### Consegna
Modifichi il listato riportandone tutte le righe, con "pixel coordinates" sostituito ovunque da "image coordinates" e tutto il resto invariato.

Voci di dati
#####

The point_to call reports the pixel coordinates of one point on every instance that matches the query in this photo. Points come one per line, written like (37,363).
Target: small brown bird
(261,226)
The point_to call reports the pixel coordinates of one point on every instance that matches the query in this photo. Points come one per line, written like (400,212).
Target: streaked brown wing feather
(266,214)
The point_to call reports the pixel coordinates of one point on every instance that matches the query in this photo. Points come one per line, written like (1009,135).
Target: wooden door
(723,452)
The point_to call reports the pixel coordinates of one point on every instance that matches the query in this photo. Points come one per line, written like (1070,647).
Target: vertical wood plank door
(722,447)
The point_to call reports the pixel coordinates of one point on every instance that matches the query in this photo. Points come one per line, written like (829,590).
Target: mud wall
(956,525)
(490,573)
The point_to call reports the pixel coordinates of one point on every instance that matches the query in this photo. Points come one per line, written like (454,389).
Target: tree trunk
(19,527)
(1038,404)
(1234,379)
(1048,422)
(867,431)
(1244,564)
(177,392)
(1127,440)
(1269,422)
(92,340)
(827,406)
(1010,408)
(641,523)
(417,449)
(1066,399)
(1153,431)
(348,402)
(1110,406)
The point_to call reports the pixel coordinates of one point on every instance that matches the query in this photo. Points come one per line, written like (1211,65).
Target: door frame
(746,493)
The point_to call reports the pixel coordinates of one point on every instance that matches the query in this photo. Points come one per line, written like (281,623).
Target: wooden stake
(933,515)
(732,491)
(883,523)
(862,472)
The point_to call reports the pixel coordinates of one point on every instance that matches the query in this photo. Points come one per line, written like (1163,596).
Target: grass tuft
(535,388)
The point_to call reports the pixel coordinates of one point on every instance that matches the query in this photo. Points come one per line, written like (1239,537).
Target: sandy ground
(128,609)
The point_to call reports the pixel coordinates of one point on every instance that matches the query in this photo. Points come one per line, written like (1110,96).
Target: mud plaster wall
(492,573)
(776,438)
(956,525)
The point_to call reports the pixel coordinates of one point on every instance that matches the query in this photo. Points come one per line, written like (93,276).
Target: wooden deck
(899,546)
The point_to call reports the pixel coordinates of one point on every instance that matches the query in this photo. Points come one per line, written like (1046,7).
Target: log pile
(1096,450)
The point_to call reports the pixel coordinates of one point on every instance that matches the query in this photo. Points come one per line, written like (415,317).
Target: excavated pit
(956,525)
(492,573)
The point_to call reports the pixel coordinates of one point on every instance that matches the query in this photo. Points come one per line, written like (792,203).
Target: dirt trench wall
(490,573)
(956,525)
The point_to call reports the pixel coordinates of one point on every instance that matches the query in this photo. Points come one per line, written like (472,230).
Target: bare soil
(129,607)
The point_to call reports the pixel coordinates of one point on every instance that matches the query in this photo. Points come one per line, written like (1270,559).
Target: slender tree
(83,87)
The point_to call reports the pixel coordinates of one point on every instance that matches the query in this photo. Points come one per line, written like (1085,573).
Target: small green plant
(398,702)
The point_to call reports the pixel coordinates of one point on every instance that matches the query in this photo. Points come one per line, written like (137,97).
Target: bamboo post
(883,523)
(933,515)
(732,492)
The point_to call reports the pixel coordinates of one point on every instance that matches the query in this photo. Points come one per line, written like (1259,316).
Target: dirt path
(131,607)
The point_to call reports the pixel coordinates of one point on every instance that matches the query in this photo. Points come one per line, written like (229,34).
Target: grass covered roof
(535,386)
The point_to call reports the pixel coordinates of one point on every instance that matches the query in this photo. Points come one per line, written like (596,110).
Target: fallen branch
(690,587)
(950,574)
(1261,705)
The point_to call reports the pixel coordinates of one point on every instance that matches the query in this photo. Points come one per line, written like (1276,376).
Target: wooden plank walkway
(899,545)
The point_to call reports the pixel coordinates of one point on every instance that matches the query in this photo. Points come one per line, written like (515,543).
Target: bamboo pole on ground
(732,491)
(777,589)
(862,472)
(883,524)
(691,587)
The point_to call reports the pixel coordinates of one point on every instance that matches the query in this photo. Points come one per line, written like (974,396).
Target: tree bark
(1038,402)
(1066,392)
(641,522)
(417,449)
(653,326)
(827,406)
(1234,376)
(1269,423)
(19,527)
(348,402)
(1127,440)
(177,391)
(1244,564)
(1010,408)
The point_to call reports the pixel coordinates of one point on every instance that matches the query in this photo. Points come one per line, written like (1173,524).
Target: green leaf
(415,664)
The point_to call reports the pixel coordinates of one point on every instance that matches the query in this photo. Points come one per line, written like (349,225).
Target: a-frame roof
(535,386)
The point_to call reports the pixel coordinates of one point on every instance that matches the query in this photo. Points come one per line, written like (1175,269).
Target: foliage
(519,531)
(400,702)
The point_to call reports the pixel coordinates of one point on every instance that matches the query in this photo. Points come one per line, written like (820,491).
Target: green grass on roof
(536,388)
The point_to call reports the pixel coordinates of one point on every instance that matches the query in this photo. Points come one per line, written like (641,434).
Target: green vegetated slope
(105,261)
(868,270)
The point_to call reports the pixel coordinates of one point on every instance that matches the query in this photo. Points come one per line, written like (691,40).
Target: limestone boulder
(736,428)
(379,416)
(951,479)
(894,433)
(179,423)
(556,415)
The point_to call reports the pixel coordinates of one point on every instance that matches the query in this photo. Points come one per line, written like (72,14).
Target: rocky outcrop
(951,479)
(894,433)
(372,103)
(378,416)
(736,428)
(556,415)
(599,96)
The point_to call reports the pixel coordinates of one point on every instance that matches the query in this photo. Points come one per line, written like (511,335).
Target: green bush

#####

### Risposta completa
The point_to call reports the image coordinates of one point on every instance that matches the query in this photo. Points come one per line, written like (37,363).
Target: small brown bird
(261,226)
The point_to call reports the image coordinates of one point on every instance that matches the query in this photo. Points come one per line, written like (400,212).
Target: streaked brown wing feather
(266,214)
The point_to call reports the image coordinates of one point on every instance that matches the query in this photo. Points come one per line, written like (1009,135).
Target: wooden door
(723,452)
The point_to call reports the image coordinates of one point on every instance that matches the query in this photo. Points come one per line, written like (1070,647).
Target: vertical wood plank door
(722,447)
The point_to call reports the image coordinates of one point on every instance that matches the query in this photo. Points come one per line, written like (829,590).
Target: mud wall
(956,525)
(490,573)
The point_to call reports the image coordinates of one point on every instance that matches the query in this photo. Points come one per line, written like (454,389).
Target: tree trunk
(19,527)
(1038,404)
(1234,379)
(1048,422)
(867,431)
(1244,564)
(177,392)
(1127,440)
(1269,422)
(92,340)
(827,406)
(1010,408)
(641,523)
(417,449)
(1066,399)
(1153,431)
(348,402)
(1110,406)
The point_to call reports the image coordinates of one point on every instance that matches the query in this photo. Points come one per line, written like (1211,65).
Target: door frame
(746,493)
The point_to call reports the image coordinates of one point on every instance that matches the query in this photo. Points come one per line, written like (281,623).
Target: wooden stake
(933,515)
(732,491)
(883,523)
(862,472)
The point_to call reports the image coordinates of one point on every instance that matches the query in this photo. Points come one per line, written like (1163,596).
Target: grass tuft
(535,388)
The point_to call reports the image coordinates of one point on every instance that matches the query in this photo. Points come one per line, written like (1239,537).
Target: sandy ground
(128,609)
The point_to call reports the image coordinates of one point on every instance that matches the query in this photo. Points come one per line, written like (1110,96).
Target: mud plaster wall
(492,573)
(776,438)
(956,525)
The point_to call reports the image coordinates of one point on every instance that matches the query in this photo. Points come one per line, written like (93,276).
Target: wooden deck
(899,546)
The point_to call reports the image coordinates of one point on every instance that matches the query in this photo. Points come one per line, written like (1046,7).
Target: log pile
(1096,450)
The point_to call reports the image coordinates of one point on every instance that matches the query in this photo. Points come one per line, written like (415,317).
Target: excavated pit
(956,525)
(492,573)
The point_to call reports the image coordinates of one point on every instance that matches the query in this photo. Points come one per line, written like (792,203).
Target: dirt trench wall
(490,573)
(956,525)
The point_to call reports the image coordinates of one point on every instance that matches the query in this photo. Points come one per line, written like (472,230).
Target: bare soil
(129,607)
The point_to call reports the image coordinates of one point on every instance that matches the query in this photo. Points come one per line, written like (1270,559).
Target: slender tree
(83,87)
The point_to call reports the image coordinates of one point on every instance that matches the query in this photo. Points come one per line, written like (1085,573).
Target: small green plant
(398,702)
The point_to call reports the image coordinates of one point on every instance that matches the query in this photo. Points come one per line, written like (137,97).
Target: bamboo post
(883,523)
(933,515)
(732,492)
The point_to call reports the image coordinates of one point on every instance that matches the query in this photo. Points come one per line, written like (1259,316).
Target: dirt path
(131,607)
The point_to call reports the image coordinates of one point on every instance that matches the query in this photo. Points come one per line, written like (229,34).
Target: grass covered roof
(535,386)
The point_to call reports the image coordinates of one point on every instance that matches the query in this photo. Points come one per line, written like (596,110).
Target: fallen branch
(690,587)
(950,574)
(1261,705)
The point_to call reports the image coordinates of one point on every instance that matches the query in this photo. Points come one per line, written like (1276,376).
Target: wooden plank walkway
(899,545)
The point_to call reports the image coordinates of one point on every instance that matches the query in this photo. Points come one per line, written like (515,543).
Target: bamboo pole on ground
(732,491)
(777,589)
(862,472)
(883,524)
(691,587)
The point_to call reports the image coordinates of one point on every instance that matches the query in this photo. Points come one per line, written like (974,396).
Target: tree bark
(1038,402)
(1066,392)
(641,522)
(417,449)
(653,326)
(827,406)
(1234,376)
(1269,423)
(19,527)
(348,402)
(1127,440)
(177,391)
(1244,564)
(1010,408)
The point_to call reports the image coordinates of one point on every instance that matches the query in this photo. Points come one per line, written like (1173,524).
Target: green leaf
(415,664)
The point_to call reports the image coordinates of one point on every instance that matches the query in this photo. Points come one per line, written like (349,225).
Target: a-frame roof
(535,386)
The point_to call reports the image coordinates of one point on every instance that matches the query in this photo. Points come one per line, written like (1175,269).
Target: foliage
(519,531)
(400,702)
The point_to call reports the image coordinates of one point on every instance that matches the query in this photo. Points come one per line, written like (820,491).
Target: green grass on roof
(536,388)
The point_to call reports the image coordinates of one point on every instance that matches the query in this photo. Points come one per line, written like (641,434).
Target: green vegetated slope
(105,261)
(868,270)
The point_to call reports the image coordinates of one point on every instance that matches the query in this photo. Points come one per line, written like (691,40).
Target: limestone boulder
(736,428)
(379,416)
(951,479)
(894,433)
(179,423)
(556,415)
The point_to call reports the image coordinates of one point on every instance that matches the query in this photo. Points come one per line, written like (72,14).
Target: rocky outcrop
(951,479)
(894,433)
(372,103)
(378,416)
(736,428)
(556,415)
(599,96)
The point_to call reports the image coordinates of one point on every instance that matches the query in this photo. Points come one per line, written like (511,335).
Target: green bush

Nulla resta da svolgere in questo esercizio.